Pointing dataset records:
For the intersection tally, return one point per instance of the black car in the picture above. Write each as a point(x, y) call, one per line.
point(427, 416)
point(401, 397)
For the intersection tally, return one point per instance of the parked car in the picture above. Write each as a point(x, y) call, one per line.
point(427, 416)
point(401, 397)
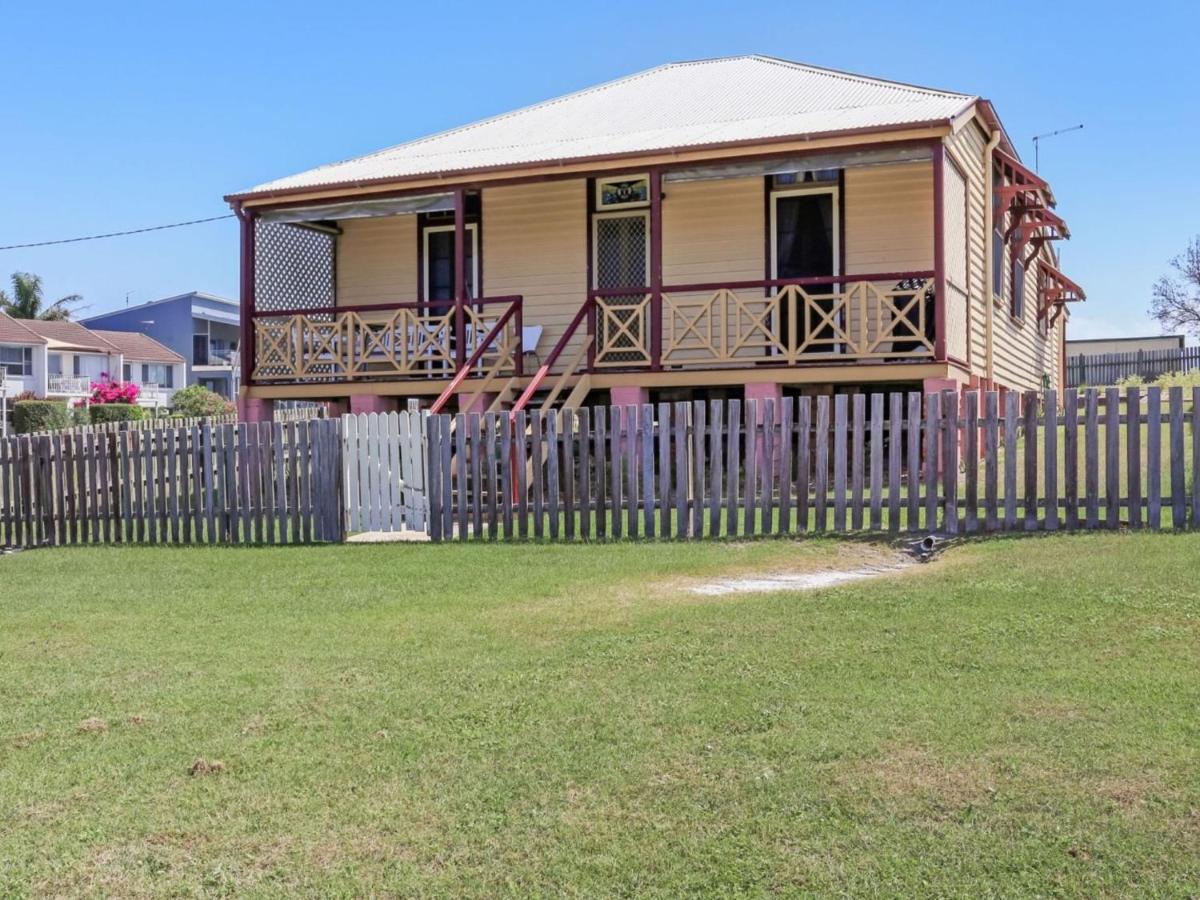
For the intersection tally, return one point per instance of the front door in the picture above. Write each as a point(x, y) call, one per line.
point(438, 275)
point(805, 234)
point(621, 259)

Work required: Revise the lines above by replacing "intersection tally" with "street count" wherever it appears, changing nothing else. Leave out the pictures.

Task solution:
For the street count, return one point per instance of the black car in the picture above. Write each as a point(x, y) call, one per line.
point(427, 416)
point(401, 397)
For the street count, return one point per instance of the parked car in the picture above. Write each as a point(x, y) call, one per line.
point(427, 416)
point(401, 397)
For the street count, return one point per instance of the front door in the picture above. Write each as a point(x, y) call, one per line.
point(438, 275)
point(805, 234)
point(621, 259)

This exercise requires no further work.